### Your instructions
Find each line in the records below that contains the word "field" and copy those lines.

[start of Given records]

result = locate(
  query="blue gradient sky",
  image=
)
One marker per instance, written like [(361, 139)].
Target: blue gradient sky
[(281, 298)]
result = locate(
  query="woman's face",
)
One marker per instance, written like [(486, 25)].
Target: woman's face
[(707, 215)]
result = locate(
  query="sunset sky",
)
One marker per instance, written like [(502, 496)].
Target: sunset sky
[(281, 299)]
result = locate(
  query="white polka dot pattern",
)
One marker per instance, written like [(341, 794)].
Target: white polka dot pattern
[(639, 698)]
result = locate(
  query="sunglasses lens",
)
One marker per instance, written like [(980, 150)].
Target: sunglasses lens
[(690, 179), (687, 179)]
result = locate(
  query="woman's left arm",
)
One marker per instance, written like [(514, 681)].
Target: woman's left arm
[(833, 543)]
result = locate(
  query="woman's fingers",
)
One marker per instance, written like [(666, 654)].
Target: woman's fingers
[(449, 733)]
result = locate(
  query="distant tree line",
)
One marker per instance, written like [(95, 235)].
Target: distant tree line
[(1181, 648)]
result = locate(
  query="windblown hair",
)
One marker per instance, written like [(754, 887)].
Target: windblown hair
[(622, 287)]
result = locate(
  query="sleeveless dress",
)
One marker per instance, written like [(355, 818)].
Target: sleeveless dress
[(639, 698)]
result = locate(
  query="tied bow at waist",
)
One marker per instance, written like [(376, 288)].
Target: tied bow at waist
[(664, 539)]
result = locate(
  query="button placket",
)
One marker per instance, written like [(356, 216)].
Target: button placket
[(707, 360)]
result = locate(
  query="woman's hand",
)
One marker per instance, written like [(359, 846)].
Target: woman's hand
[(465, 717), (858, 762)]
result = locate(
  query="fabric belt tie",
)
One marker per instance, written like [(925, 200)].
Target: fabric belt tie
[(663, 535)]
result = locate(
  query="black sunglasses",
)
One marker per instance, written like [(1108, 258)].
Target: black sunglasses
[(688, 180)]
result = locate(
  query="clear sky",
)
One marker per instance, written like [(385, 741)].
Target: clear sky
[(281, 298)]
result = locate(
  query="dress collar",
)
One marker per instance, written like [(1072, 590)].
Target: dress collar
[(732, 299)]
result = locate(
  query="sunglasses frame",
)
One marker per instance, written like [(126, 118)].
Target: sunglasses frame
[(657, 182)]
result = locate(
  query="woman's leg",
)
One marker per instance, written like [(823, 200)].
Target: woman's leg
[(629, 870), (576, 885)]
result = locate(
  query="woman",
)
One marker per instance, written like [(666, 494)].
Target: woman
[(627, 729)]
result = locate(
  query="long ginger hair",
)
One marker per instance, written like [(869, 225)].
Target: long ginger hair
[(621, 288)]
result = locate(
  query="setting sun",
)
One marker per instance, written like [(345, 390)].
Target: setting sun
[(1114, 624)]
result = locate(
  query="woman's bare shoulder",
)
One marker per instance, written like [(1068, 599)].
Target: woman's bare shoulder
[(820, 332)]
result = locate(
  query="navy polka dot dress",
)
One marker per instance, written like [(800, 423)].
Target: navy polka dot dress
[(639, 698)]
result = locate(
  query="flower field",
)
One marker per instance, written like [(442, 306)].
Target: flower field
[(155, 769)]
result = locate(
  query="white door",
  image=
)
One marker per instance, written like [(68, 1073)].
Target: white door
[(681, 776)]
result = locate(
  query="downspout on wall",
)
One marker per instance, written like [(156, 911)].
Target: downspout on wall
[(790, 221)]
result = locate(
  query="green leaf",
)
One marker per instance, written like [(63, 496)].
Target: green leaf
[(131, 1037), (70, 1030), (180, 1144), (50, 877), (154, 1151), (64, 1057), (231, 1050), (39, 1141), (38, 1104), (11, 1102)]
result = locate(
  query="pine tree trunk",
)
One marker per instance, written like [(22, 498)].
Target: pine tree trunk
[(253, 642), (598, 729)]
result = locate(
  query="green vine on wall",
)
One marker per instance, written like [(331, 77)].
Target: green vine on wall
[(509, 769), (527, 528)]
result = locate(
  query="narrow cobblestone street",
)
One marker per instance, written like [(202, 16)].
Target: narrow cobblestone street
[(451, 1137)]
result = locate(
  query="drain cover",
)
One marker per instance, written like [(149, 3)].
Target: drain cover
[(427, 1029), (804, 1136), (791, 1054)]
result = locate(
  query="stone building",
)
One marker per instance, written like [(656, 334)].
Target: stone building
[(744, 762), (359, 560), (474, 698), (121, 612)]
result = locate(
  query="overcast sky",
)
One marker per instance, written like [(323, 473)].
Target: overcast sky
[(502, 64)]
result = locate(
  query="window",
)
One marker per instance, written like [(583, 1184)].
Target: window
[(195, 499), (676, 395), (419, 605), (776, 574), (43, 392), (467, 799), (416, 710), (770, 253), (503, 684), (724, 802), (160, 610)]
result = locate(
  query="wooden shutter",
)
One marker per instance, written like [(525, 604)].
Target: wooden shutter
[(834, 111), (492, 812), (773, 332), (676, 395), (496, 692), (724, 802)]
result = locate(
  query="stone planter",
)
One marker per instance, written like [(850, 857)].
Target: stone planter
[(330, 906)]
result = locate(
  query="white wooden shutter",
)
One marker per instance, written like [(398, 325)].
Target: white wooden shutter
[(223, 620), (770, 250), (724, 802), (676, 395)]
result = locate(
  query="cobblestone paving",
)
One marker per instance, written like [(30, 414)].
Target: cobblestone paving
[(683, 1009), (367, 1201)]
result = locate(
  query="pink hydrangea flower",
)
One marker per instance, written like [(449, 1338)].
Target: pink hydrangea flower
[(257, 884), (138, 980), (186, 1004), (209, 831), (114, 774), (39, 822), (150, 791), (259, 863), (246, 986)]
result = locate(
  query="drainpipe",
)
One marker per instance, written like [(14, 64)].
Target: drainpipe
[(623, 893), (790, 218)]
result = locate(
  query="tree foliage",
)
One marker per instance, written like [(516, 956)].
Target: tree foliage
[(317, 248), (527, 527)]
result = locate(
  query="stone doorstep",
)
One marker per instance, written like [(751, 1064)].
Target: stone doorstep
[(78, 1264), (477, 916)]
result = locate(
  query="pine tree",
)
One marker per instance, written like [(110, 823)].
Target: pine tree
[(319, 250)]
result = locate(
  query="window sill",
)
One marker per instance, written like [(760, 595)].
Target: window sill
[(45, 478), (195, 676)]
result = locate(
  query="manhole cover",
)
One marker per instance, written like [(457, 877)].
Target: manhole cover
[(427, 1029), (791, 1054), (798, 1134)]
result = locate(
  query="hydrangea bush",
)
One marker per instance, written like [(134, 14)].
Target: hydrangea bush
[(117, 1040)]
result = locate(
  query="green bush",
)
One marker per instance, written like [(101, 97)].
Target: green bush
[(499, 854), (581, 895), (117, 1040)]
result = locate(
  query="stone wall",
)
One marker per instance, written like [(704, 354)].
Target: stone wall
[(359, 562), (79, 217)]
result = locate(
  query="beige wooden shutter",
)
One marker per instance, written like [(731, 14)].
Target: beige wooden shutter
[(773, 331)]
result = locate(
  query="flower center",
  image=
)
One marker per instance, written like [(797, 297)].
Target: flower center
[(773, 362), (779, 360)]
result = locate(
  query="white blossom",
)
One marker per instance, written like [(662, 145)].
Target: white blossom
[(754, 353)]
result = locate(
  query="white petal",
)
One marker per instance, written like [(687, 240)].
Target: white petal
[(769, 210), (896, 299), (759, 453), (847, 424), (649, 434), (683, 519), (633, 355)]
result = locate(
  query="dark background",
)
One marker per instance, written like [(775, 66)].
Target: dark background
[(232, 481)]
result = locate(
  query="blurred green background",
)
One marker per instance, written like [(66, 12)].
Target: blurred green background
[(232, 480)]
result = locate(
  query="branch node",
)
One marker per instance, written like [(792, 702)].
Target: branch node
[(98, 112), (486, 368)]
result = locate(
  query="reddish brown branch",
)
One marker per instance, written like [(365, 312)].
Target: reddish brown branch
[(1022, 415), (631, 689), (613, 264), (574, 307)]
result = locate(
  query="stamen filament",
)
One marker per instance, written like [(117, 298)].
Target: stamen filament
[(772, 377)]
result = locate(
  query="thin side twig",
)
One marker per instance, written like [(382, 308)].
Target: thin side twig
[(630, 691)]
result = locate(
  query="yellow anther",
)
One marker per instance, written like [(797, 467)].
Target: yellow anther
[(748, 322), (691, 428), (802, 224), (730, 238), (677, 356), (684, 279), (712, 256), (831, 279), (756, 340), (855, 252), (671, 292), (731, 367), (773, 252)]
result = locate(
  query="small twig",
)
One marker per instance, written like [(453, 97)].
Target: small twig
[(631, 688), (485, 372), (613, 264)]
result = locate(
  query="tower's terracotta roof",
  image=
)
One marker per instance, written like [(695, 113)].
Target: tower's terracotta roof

[end of Given records]

### Response to the task
  query="flower field",
Target: flower field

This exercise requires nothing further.